Coordinate labeling data:
___
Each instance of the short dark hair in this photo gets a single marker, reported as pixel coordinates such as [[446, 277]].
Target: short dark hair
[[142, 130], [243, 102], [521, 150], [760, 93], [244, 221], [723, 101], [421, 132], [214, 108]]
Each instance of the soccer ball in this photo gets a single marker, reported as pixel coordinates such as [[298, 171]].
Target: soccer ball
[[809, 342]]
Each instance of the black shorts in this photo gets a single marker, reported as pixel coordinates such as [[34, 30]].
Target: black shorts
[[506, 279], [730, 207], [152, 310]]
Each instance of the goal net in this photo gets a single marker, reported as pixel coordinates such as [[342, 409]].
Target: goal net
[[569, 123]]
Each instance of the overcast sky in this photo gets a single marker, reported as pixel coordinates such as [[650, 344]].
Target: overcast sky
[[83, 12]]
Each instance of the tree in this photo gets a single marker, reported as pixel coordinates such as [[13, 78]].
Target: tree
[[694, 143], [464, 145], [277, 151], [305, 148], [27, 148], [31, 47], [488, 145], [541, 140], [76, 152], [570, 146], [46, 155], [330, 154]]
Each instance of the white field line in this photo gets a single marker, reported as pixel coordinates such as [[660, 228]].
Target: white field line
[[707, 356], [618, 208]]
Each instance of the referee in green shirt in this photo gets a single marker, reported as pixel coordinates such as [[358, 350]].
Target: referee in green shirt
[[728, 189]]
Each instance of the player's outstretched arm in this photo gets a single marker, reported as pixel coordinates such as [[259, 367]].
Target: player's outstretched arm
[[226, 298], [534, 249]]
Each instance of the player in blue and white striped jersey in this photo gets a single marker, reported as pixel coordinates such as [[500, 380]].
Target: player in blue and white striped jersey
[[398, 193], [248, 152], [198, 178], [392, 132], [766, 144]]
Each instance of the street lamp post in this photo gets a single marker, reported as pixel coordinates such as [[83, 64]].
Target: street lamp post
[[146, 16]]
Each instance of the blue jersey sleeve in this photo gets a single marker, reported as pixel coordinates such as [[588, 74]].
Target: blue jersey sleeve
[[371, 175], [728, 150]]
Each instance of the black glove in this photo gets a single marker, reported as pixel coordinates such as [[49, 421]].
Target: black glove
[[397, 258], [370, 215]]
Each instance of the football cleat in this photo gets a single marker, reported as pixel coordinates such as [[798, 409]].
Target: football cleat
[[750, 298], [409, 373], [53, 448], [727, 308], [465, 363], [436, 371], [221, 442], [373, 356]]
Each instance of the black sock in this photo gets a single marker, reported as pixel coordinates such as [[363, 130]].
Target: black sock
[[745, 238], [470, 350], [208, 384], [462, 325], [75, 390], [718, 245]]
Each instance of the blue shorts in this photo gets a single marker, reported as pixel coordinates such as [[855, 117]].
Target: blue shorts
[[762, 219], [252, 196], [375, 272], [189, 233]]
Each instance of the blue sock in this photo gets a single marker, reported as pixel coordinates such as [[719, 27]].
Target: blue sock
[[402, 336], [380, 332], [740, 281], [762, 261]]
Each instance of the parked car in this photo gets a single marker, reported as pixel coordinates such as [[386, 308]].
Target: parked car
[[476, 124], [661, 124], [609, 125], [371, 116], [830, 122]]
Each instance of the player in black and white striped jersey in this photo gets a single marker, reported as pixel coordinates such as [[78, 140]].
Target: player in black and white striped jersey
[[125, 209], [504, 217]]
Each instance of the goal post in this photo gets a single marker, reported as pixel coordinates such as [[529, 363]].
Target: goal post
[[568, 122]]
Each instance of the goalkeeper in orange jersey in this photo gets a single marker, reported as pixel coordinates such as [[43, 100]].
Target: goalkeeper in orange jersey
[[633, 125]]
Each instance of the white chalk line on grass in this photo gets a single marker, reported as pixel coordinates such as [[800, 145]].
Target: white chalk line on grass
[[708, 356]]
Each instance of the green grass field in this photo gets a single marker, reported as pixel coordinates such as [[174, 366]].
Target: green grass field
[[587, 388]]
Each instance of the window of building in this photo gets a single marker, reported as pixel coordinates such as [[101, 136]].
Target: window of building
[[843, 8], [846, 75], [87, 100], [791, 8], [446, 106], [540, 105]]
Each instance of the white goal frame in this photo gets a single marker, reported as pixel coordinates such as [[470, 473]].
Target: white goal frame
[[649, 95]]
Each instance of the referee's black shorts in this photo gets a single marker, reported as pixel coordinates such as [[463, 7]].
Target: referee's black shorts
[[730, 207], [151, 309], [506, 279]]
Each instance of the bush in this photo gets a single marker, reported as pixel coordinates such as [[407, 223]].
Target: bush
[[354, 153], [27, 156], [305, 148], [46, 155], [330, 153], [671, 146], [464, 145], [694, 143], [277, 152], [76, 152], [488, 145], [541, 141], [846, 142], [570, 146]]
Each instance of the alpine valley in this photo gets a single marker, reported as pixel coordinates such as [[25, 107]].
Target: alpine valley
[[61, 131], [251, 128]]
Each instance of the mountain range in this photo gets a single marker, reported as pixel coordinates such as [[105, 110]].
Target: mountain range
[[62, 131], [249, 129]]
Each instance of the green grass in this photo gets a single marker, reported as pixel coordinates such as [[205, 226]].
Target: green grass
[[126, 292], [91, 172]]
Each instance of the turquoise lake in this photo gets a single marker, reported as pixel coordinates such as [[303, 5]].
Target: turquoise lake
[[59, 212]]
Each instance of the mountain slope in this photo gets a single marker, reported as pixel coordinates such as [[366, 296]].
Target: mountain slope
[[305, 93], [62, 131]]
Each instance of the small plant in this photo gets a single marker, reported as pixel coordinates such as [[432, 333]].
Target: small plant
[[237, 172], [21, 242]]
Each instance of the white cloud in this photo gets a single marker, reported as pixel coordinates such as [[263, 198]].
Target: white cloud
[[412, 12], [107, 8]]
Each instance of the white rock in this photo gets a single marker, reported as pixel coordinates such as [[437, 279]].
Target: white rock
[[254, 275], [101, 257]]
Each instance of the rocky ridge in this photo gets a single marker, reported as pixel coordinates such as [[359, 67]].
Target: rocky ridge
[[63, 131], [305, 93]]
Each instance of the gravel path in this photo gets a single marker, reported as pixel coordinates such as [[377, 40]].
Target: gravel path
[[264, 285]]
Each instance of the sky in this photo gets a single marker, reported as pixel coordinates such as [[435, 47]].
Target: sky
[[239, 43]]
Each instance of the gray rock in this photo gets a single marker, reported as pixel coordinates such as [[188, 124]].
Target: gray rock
___
◆ **Directions**
Convert every line of the records above into a JSON list of strings, one string per line, omitting blank lines.

◆ **Response to this exercise**
[
  "Each instance of the short dark hair in this photo gets a single marker, reported as pixel coordinates such as [[446, 277]].",
  "Target: short dark hair",
  "[[142, 130], [243, 102], [521, 150], [760, 93], [244, 221], [723, 101], [421, 132], [214, 108]]",
  "Each instance of the soccer ball in this photo gets a single marker, reported as pixel coordinates such as [[298, 171]].",
  "Target: soccer ball",
  "[[809, 342]]",
  "Each instance of the black shorts in this photo gets a single marker, reported as pixel coordinates such as [[34, 30]].",
  "Target: black shorts",
  "[[506, 279], [730, 207], [152, 310]]",
  "Each instance of the goal net in this photo gets a single marker, reported as pixel coordinates such as [[342, 409]].",
  "Target: goal net",
  "[[569, 123]]",
  "Each instance of the overcast sky in this photo gets a single marker, reported as pixel coordinates such as [[650, 344]].",
  "Target: overcast sky",
  "[[83, 12]]",
  "Each instance of the tree in this photo gets a single marker, reported as pixel coordinates such as [[13, 78]].",
  "Target: tree",
  "[[694, 143], [464, 145], [277, 151], [305, 148], [27, 148], [31, 47], [488, 145], [541, 140], [76, 152], [570, 146], [46, 155], [330, 154]]",
  "Each instance of the white field line in this photo gets a single marker, reported as pixel coordinates such as [[660, 228]].",
  "Target: white field line",
  "[[707, 356], [618, 208]]",
  "Each instance of the referee in green shirt in this photo gets a single marker, reported as pixel coordinates such as [[358, 350]].",
  "Target: referee in green shirt",
  "[[728, 189]]",
  "Each instance of the player's outstretched arm in this photo gets a single marker, reported as pixel coordinates such as [[259, 367]].",
  "Target: player's outstretched arm",
  "[[226, 298], [534, 249]]",
  "Each instance of the player in blue and white striped jersey in this photo gets a single marker, reported as pixel coordinates such as [[500, 380]].",
  "Target: player in blue and white striped jersey",
  "[[398, 193], [248, 152], [198, 178], [392, 132], [766, 144]]",
  "Each instance of the street lamp post in this photo gets a single marker, reported as pixel coordinates such as [[83, 64]].",
  "Target: street lamp post",
  "[[146, 16]]",
  "Each instance of the blue jersey sleeve in this photo gets a single marker, reported as pixel coordinates such as [[588, 74]].",
  "Target: blue jersey sleeve",
  "[[371, 175], [728, 150]]",
  "Each instance of the black glove in this photo gets a single marker, reported as pixel coordinates such as [[49, 421]].",
  "Target: black glove",
  "[[397, 258], [370, 215]]",
  "Each instance of the football cleat in this photo gets a single marker, reported as pixel coordinates such as [[798, 409]].",
  "Target: football cleat",
  "[[750, 298], [409, 373], [53, 448], [727, 308], [465, 363], [436, 371], [221, 442], [373, 356]]",
  "Each instance of the black sock in this photo gets a single marker, reported as pixel coordinates such as [[363, 130]].",
  "Target: black sock",
  "[[745, 238], [470, 350], [208, 384], [462, 325], [75, 390], [718, 245]]",
  "Each instance of the blue shorts in this photo gets a single marker, reported as pixel coordinates such as [[855, 117]].",
  "Target: blue shorts",
  "[[762, 219], [252, 196], [375, 272], [189, 233]]",
  "Each instance of the blue sock in this photo gets a single marker, reported as pixel coordinates such as [[719, 27]].",
  "Target: blue sock",
  "[[402, 336], [380, 332], [740, 281], [762, 261]]",
  "Each instance of the parked car in this photo gets a single marker, reported as pixel coordinates such as [[386, 308]].",
  "Target: parked car",
  "[[476, 124], [661, 124], [609, 125], [371, 116], [830, 122]]",
  "Each instance of the player in black and white striped jersey in this photo gets a single marker, reported as pixel coordinates such as [[78, 140]].",
  "Target: player in black and white striped jersey",
  "[[125, 209], [504, 217]]",
  "Each instance of the goal post in this photo gets a single marker, reported as pixel coordinates such as [[529, 363]].",
  "Target: goal post",
  "[[568, 122]]",
  "Each instance of the goalkeeper in orange jersey in this photo gets a single marker, reported as pixel coordinates such as [[43, 100]].",
  "Target: goalkeeper in orange jersey",
  "[[633, 125]]",
  "Each instance of the white chalk line on grass in this photo gets a single marker, reported as pixel coordinates such as [[800, 145]].",
  "Target: white chalk line on grass",
  "[[708, 356]]",
  "Each instance of the green grass field in this photo gets a single marker, reported as pixel coordinates such as [[174, 366]].",
  "Target: green grass field",
  "[[587, 388]]",
  "Each instance of the window of building in this photo gets a single marker, reported as pixel coordinates such as [[101, 136]].",
  "Target: window of building",
  "[[843, 8], [846, 75], [87, 100], [791, 8], [446, 106], [540, 105]]",
  "Each instance of the white goal frame in this photo gets a single marker, reported as pixel coordinates such as [[470, 473]].",
  "Target: white goal frame",
  "[[649, 95]]",
  "Each instance of the referee's black shorts in this photo gets a single marker, reported as pixel coordinates such as [[463, 7]].",
  "Target: referee's black shorts",
  "[[730, 207], [151, 309], [506, 279]]",
  "Each instance of the bush in this photo gets a single marker, reported as pixel coordinates such as [[407, 223]].",
  "Target: bush",
  "[[354, 153], [27, 156], [305, 148], [46, 155], [330, 153], [671, 146], [464, 145], [694, 143], [277, 152], [76, 152], [488, 145], [541, 141], [846, 142], [570, 146]]",
  "Each instance of the alpine valley in this photo gets a single marker, reported as pixel coordinates such as [[25, 107]].",
  "Target: alpine valley",
  "[[61, 131], [251, 128]]",
  "Each instance of the mountain range in this photo gets a single marker, reported as pixel coordinates such as [[105, 110]].",
  "Target: mountain range",
  "[[62, 131], [249, 129]]",
  "Each instance of the green grass in this photo gets a single marker, reported as pixel coordinates such as [[205, 226]].",
  "Target: green grass",
  "[[126, 292], [91, 172]]",
  "Each instance of the turquoise lake in this photo gets a single marker, reported as pixel coordinates such as [[303, 5]].",
  "Target: turquoise lake",
  "[[59, 212]]",
  "Each instance of the mountain slope in this photo gets a single marker, reported as pixel coordinates such as [[366, 296]].",
  "Target: mountain slope",
  "[[305, 93], [62, 131]]",
  "Each instance of the small plant in this photo gets a single marker, reported as pixel coordinates such as [[432, 333]].",
  "Target: small plant",
  "[[237, 172], [21, 242]]",
  "Each instance of the white cloud in this photo gets a single marker, reported as pixel coordinates such as [[263, 198]].",
  "Target: white cloud",
  "[[412, 12], [107, 8]]",
  "Each instance of the white rock in this photo gets a single marker, reported as pixel coordinates such as [[437, 279]].",
  "Target: white rock",
  "[[254, 275], [101, 257]]",
  "Each instance of the rocky ridge in this photo gets a single marker, reported as pixel coordinates such as [[359, 67]].",
  "Target: rocky ridge",
  "[[63, 131], [305, 93]]",
  "Each instance of the gravel path in this photo gets a single marker, reported as pixel coordinates such as [[377, 40]].",
  "Target: gravel path",
  "[[264, 285]]",
  "Each instance of the sky in this photo gets a single marker, reported as pixel coordinates such as [[435, 47]].",
  "Target: sky",
  "[[239, 43]]",
  "Each instance of the gray rock in this photo gets a single marker, reported as pixel coordinates such as [[188, 124]].",
  "Target: gray rock"
]